Collect every line of the material below that contains the string "shop", and copy each one in full.

*** Listing ***

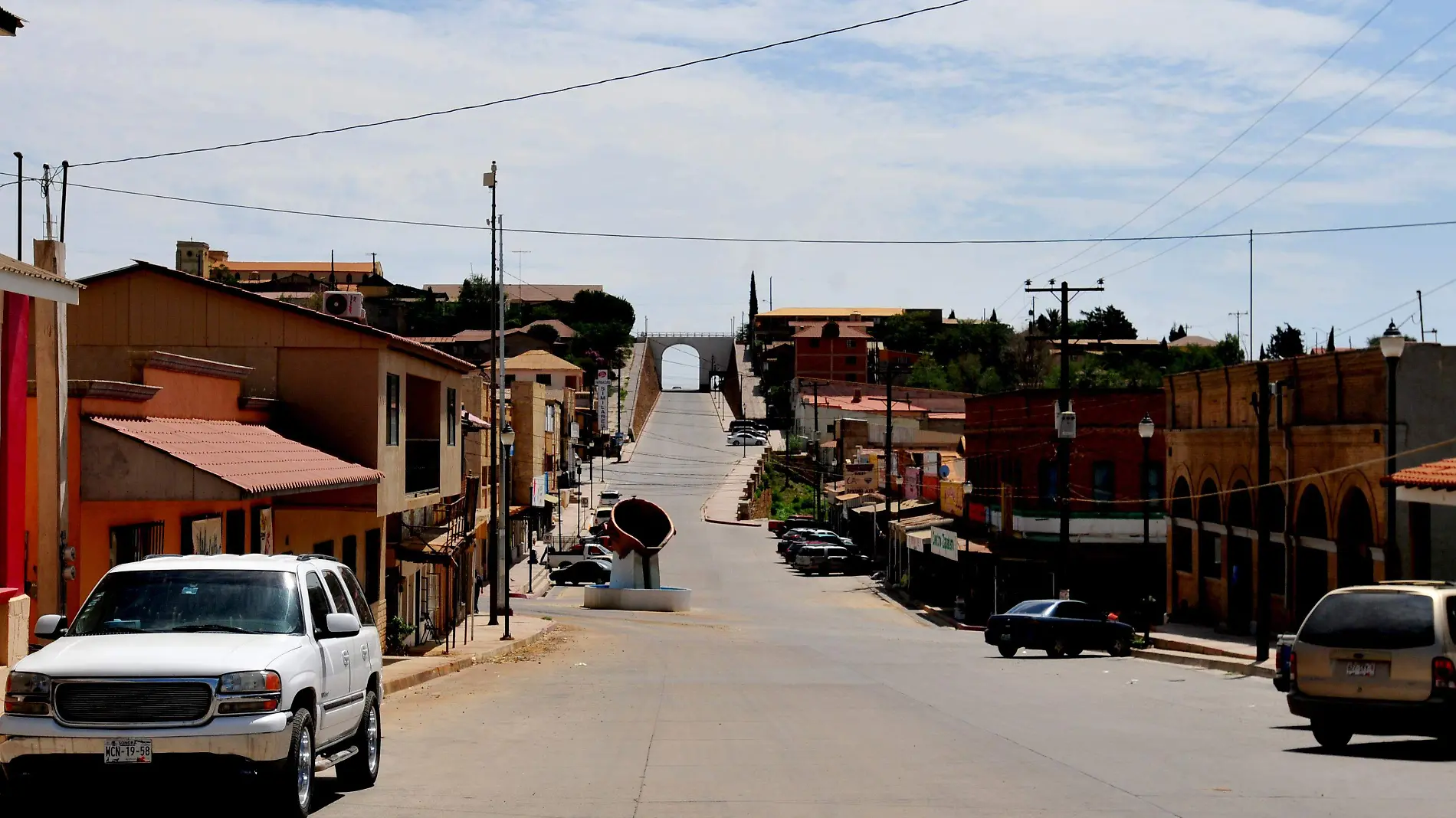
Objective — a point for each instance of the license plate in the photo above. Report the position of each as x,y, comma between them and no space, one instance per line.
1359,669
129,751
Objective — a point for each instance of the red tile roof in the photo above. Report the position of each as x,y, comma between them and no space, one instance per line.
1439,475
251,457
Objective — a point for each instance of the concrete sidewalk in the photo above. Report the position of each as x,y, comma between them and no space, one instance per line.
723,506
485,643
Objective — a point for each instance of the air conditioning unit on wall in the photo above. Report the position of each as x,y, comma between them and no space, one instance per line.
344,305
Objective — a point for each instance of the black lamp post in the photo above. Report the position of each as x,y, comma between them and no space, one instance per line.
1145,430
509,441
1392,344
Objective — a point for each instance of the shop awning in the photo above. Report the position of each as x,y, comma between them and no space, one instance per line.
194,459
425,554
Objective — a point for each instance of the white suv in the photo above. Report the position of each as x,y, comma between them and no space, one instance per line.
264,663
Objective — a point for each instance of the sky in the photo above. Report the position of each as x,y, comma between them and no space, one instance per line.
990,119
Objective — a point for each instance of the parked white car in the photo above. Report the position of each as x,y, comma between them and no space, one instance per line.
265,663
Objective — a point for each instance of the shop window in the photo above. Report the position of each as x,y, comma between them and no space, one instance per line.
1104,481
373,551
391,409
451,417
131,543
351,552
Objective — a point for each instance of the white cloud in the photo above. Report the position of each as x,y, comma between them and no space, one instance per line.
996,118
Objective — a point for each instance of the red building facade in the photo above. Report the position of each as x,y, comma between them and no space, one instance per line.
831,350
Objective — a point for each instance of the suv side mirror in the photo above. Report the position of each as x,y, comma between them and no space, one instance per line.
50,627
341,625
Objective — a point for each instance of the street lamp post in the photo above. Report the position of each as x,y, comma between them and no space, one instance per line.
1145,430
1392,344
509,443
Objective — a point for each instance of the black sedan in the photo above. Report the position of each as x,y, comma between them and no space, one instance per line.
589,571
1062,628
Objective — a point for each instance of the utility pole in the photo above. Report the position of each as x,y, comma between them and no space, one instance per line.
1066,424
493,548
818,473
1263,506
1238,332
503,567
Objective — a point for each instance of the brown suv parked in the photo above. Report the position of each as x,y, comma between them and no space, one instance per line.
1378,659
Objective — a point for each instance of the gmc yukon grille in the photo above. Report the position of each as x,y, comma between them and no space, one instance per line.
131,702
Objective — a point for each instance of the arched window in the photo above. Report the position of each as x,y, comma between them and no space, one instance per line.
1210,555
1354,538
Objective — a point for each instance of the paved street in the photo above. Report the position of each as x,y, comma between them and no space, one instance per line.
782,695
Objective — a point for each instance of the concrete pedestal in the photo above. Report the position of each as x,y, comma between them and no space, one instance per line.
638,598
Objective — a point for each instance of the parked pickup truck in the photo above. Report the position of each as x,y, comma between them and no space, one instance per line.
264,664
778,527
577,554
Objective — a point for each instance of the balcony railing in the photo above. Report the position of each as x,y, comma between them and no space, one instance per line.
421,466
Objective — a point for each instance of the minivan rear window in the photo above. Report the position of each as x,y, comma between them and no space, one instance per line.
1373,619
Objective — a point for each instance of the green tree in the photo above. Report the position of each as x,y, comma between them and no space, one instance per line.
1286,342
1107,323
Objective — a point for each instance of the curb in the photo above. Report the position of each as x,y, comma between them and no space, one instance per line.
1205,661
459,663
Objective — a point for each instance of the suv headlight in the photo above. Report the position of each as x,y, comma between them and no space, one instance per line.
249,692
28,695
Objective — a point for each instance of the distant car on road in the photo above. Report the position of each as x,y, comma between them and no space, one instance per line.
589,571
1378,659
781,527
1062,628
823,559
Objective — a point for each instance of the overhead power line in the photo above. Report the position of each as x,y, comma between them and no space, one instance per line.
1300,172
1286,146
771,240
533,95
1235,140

***
*** Listing ***

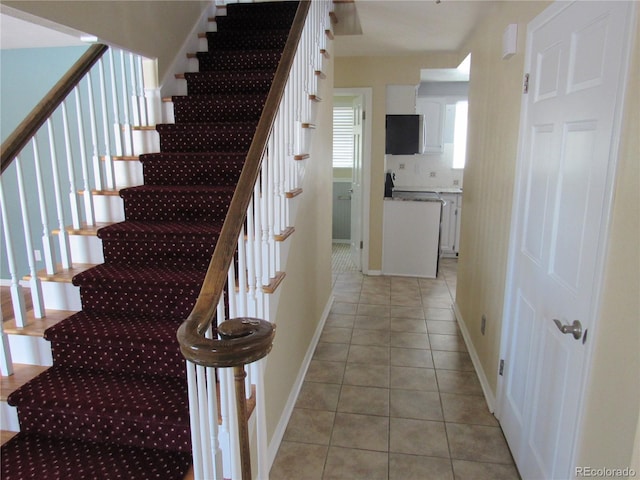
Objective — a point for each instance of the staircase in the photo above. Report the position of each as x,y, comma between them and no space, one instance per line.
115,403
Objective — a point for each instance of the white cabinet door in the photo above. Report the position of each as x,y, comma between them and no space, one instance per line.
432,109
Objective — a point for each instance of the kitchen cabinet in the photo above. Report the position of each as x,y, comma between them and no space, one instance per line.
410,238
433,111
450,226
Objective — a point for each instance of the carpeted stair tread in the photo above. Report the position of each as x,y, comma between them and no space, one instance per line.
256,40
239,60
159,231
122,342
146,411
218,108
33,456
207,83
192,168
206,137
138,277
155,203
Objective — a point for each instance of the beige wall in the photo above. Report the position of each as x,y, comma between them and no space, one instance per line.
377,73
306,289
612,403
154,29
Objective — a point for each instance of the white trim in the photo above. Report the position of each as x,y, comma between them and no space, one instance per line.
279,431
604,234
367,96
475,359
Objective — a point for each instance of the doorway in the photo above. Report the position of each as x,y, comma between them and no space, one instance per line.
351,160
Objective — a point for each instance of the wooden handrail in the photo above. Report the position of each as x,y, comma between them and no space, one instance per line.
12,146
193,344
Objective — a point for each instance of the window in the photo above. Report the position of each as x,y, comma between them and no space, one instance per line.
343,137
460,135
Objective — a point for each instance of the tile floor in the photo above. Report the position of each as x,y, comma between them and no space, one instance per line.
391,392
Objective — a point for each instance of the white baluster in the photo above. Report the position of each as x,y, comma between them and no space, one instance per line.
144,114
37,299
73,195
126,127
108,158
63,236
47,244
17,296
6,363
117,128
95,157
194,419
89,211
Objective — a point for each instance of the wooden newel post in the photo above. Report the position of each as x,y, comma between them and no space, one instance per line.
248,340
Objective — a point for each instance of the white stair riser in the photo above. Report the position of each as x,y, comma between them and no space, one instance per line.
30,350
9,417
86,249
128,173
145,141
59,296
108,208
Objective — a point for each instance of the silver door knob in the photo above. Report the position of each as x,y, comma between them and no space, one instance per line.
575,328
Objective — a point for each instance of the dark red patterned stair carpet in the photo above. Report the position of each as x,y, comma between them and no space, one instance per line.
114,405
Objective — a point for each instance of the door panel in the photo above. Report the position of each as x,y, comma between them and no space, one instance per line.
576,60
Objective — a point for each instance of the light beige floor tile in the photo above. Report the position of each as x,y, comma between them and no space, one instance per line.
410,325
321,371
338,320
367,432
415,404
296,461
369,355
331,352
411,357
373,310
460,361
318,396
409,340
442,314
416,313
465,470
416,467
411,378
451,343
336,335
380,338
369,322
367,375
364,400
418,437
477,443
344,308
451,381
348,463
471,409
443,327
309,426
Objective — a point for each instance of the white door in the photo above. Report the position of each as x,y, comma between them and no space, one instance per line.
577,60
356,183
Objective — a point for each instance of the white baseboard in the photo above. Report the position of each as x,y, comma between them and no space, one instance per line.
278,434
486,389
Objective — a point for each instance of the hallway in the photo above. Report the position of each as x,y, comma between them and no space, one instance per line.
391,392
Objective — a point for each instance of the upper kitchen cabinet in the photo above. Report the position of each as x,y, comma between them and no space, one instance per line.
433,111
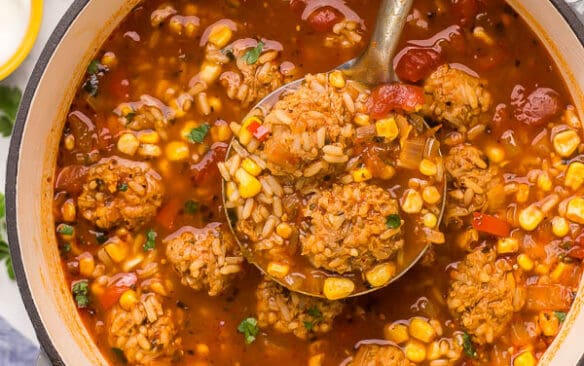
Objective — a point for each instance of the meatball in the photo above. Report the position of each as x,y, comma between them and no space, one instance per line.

***

_Result_
Objective — a point for each instance of the shop awning in the photo above. Report the position of each as x,y, comma between them and no space, one instance per line.
Objective — a point for each instance of the shop window in the photo above. Report the position of each as x,y, comma between them and no space, one instance per line.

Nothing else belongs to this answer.